### [WRITTEN INSTRUCTION 1]
Please output the rows below without any change, from the line with "Would you mind pointing at the tourist" up to and including the line with "column 23, row 74", and nothing more.

### [EXCERPTED TEXT]
* start *

Commonwealth Act No. 158, Section 33, the Iloilo City Charter reads:
The City Assessor shall during the first fifteen (15) days of December of each year, add to his list of taxable real estate in the City the value of the improvements placed upon such property during the preceding year, and any property which is taxable and which has therefore escaped taxation. He may during the same period revise and correct the assessed value of any or all parcels of real estate in the City which are not assessed at their true money value, by reducing or increasing the existing assessments as the case may be. He shall give notice for all ten days prior to December 1 on the bulletin boards of the City Hall and in the Provincial Building of Iloilo, by means of an announcement in English and another in Spanish, that he will be present in his Office for that purpose on said days, and he shall further notify in writing each person the amount of whose tax will be changed by delivering or mailing such notification to such person or his authorized agent at the last known address of such owner or agent in the premises, sometime in the month of November. (pp. 13-14, Rollo.)
Petitioners paid under protest the increased taxes based on the new assessment and thereafter filed in the Court of First Instance of Iloilo a complaint for the refund of the excess tax on the ground that the new assessments were invalid for having been made in violation of Section 33 of Commonwealth Act No. 158.

* end *

### [GIVEN ENTRIES]
* start *

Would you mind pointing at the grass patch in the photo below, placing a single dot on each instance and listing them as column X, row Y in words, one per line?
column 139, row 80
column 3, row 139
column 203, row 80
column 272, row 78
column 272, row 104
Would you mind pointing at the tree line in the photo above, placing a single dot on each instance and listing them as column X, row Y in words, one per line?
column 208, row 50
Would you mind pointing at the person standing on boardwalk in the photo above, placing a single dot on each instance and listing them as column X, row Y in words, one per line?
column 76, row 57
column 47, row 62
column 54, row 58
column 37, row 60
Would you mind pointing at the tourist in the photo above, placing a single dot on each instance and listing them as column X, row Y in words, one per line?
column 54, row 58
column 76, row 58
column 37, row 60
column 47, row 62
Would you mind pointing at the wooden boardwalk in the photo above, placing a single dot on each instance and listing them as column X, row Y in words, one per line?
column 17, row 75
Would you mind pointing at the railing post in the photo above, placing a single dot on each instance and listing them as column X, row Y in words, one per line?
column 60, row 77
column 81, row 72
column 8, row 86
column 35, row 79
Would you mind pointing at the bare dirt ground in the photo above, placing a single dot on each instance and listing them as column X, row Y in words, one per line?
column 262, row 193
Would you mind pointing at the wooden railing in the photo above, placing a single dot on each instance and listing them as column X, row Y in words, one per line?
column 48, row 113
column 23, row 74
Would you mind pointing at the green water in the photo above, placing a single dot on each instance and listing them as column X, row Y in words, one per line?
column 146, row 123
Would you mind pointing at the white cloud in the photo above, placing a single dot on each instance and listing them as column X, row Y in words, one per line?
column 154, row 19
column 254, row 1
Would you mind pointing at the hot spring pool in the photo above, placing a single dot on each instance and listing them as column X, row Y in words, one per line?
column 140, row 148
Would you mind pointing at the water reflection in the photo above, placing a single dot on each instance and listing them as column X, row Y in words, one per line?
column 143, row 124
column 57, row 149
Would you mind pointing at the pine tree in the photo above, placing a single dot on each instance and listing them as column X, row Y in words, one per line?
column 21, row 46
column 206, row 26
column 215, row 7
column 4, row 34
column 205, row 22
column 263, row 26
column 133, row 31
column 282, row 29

* end *

### [WRITTEN INSTRUCTION 2]
In the Iloilo City Charter excerpt above, list each distinct number written in digits, in order of first appearance, treating a page range as one item.

### [COMPLETE RESPONSE 1]
Would you mind pointing at the tourist in the photo above, placing a single dot on each instance and listing them as column X, row Y in words, one per line?
column 54, row 58
column 76, row 58
column 37, row 60
column 47, row 62
Would you mind pointing at the wooden boardwalk in the photo above, placing a single dot on each instance and listing them as column X, row Y in words, one per line?
column 17, row 75
Would you mind pointing at the railing post in the photo above, placing a single dot on each instance and listing them as column X, row Y in words, one per line?
column 60, row 77
column 81, row 72
column 8, row 86
column 35, row 79
Would you mind pointing at the bare dirt ground in the photo above, placing a single dot on each instance and listing them as column X, row Y in words, one per line?
column 262, row 193
Would you mind pointing at the wooden railing in the photo above, placing a single dot on each instance and listing them as column X, row Y in words, one per line?
column 48, row 113
column 23, row 74

### [COMPLETE RESPONSE 2]
158
33
15
1
13-14